- PROMPT -
In the entries below, every line that contains "patch" must be located and copied.

[Dataset entries]
--- START ---

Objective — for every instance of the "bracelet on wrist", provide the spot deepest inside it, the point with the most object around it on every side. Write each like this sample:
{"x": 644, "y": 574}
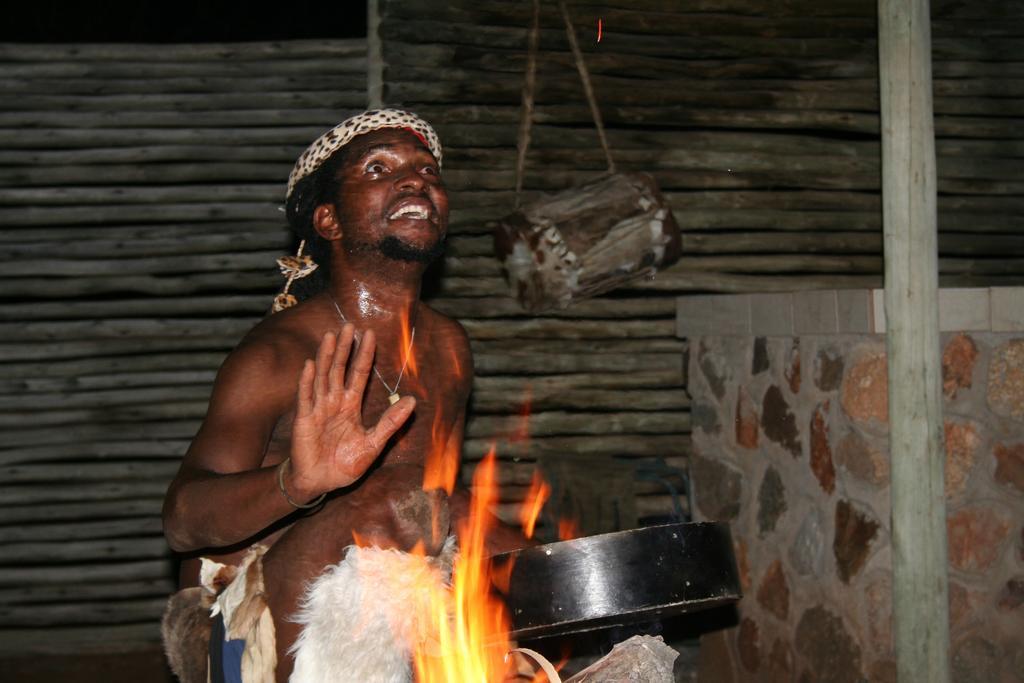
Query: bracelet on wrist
{"x": 281, "y": 484}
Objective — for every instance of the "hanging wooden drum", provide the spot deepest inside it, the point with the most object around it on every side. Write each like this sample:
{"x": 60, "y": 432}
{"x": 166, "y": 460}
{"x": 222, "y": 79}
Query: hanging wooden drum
{"x": 587, "y": 240}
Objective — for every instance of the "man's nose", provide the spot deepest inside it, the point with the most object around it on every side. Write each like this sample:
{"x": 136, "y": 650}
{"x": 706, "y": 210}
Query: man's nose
{"x": 410, "y": 179}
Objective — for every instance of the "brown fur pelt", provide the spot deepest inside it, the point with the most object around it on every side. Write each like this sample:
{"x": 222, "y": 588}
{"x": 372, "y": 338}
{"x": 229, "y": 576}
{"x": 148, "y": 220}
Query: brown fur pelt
{"x": 185, "y": 629}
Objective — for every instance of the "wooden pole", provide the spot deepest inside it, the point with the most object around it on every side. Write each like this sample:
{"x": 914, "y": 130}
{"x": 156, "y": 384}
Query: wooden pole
{"x": 375, "y": 56}
{"x": 921, "y": 610}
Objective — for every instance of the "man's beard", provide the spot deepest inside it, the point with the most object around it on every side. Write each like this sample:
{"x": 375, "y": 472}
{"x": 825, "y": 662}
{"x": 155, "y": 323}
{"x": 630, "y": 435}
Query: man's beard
{"x": 398, "y": 250}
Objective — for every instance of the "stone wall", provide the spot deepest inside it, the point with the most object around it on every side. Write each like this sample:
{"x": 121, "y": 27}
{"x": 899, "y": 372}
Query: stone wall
{"x": 791, "y": 446}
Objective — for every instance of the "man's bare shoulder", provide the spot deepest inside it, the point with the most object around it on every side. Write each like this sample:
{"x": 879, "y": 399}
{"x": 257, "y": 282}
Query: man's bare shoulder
{"x": 269, "y": 357}
{"x": 451, "y": 341}
{"x": 444, "y": 327}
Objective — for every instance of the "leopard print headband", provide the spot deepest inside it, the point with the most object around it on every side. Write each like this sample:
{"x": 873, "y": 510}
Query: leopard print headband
{"x": 342, "y": 134}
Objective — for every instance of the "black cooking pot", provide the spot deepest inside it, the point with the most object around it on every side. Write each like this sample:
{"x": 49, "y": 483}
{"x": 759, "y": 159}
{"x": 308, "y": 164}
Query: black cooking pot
{"x": 600, "y": 581}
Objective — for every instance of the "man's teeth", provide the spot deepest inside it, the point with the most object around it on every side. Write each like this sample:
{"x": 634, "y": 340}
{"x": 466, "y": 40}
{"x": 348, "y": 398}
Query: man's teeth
{"x": 410, "y": 212}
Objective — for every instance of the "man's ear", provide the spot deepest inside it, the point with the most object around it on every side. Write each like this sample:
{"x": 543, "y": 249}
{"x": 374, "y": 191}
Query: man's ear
{"x": 326, "y": 222}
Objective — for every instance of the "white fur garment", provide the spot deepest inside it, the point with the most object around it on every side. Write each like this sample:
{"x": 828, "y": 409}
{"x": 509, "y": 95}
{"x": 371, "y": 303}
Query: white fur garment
{"x": 361, "y": 616}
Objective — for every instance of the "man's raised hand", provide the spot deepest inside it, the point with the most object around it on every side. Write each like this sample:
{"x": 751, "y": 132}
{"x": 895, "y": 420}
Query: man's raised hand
{"x": 331, "y": 447}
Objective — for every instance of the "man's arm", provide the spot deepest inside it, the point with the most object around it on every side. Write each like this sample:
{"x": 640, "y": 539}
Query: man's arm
{"x": 221, "y": 496}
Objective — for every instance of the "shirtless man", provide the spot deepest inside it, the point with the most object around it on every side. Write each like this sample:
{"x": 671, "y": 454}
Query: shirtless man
{"x": 301, "y": 408}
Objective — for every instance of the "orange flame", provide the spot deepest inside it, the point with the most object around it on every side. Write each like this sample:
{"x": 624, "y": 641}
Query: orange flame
{"x": 471, "y": 623}
{"x": 408, "y": 351}
{"x": 538, "y": 495}
{"x": 441, "y": 466}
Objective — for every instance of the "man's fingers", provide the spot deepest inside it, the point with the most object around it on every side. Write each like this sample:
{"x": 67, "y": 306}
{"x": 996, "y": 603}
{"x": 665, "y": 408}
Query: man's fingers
{"x": 305, "y": 393}
{"x": 361, "y": 365}
{"x": 325, "y": 352}
{"x": 394, "y": 417}
{"x": 342, "y": 350}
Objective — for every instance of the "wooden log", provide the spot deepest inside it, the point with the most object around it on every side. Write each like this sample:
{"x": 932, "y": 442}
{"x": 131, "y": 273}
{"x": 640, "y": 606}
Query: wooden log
{"x": 628, "y": 24}
{"x": 155, "y": 153}
{"x": 530, "y": 386}
{"x": 528, "y": 346}
{"x": 27, "y": 595}
{"x": 59, "y": 138}
{"x": 921, "y": 604}
{"x": 83, "y": 551}
{"x": 585, "y": 399}
{"x": 135, "y": 242}
{"x": 201, "y": 210}
{"x": 147, "y": 174}
{"x": 122, "y": 329}
{"x": 487, "y": 307}
{"x": 71, "y": 386}
{"x": 178, "y": 52}
{"x": 113, "y": 639}
{"x": 81, "y": 370}
{"x": 555, "y": 328}
{"x": 352, "y": 99}
{"x": 252, "y": 306}
{"x": 724, "y": 282}
{"x": 101, "y": 430}
{"x": 326, "y": 118}
{"x": 83, "y": 85}
{"x": 559, "y": 423}
{"x": 85, "y": 572}
{"x": 501, "y": 364}
{"x": 82, "y": 512}
{"x": 75, "y": 493}
{"x": 718, "y": 47}
{"x": 82, "y": 529}
{"x": 635, "y": 445}
{"x": 776, "y": 263}
{"x": 98, "y": 451}
{"x": 520, "y": 472}
{"x": 169, "y": 286}
{"x": 76, "y": 68}
{"x": 33, "y": 197}
{"x": 105, "y": 611}
{"x": 117, "y": 414}
{"x": 85, "y": 473}
{"x": 145, "y": 265}
{"x": 639, "y": 658}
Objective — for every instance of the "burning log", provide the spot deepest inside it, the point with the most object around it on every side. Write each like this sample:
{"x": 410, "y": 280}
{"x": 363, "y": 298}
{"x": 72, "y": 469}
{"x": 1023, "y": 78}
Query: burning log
{"x": 586, "y": 241}
{"x": 639, "y": 658}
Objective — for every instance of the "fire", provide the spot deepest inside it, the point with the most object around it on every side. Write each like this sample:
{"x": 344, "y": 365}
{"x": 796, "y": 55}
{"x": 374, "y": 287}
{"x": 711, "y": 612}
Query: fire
{"x": 441, "y": 466}
{"x": 408, "y": 354}
{"x": 470, "y": 622}
{"x": 538, "y": 495}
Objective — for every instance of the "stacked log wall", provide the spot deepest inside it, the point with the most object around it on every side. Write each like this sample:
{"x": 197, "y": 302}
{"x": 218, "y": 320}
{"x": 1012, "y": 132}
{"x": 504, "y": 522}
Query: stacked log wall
{"x": 759, "y": 121}
{"x": 139, "y": 223}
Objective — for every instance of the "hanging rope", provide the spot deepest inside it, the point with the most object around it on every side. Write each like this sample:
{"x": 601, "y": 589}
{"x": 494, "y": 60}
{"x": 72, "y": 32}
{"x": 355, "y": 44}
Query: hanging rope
{"x": 526, "y": 117}
{"x": 587, "y": 88}
{"x": 529, "y": 88}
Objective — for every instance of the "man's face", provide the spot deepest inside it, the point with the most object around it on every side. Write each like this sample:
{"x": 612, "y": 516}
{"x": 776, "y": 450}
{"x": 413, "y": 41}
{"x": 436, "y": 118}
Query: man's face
{"x": 391, "y": 200}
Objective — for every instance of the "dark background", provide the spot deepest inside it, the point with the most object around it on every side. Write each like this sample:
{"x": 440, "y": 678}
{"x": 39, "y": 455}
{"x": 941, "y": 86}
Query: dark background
{"x": 183, "y": 22}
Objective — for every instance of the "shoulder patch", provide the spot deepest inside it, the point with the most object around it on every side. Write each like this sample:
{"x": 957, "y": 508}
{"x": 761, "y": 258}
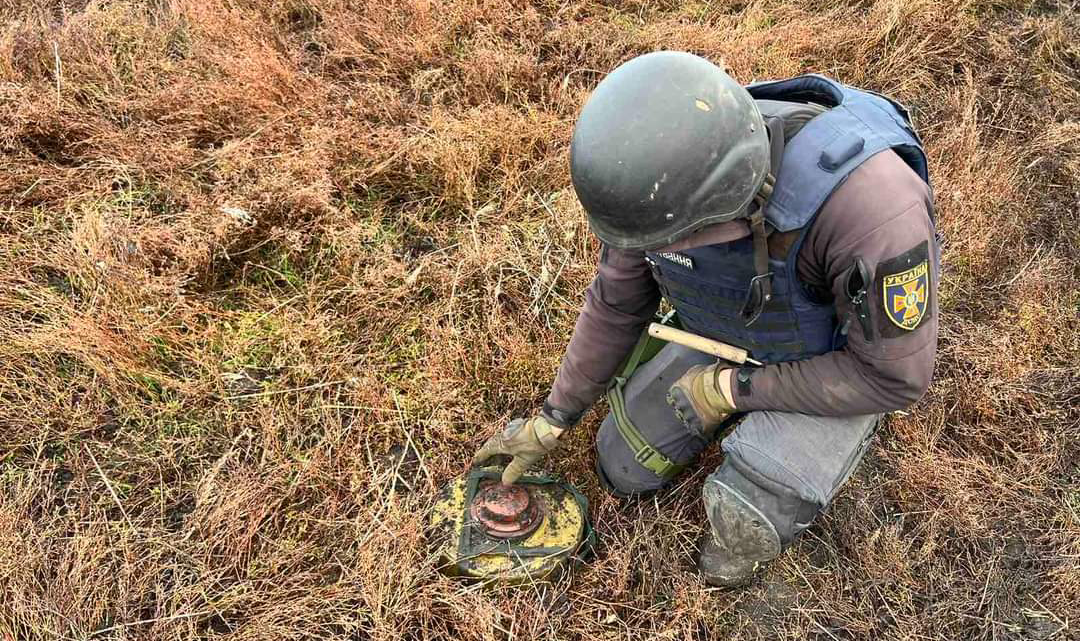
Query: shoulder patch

--- END ---

- TASK SOLUTION -
Objective — for every instance of the "shoulder patch", provide the spot deepest inside it, the point with the most object around it on every side. Write each like this sample:
Query: shoulder patch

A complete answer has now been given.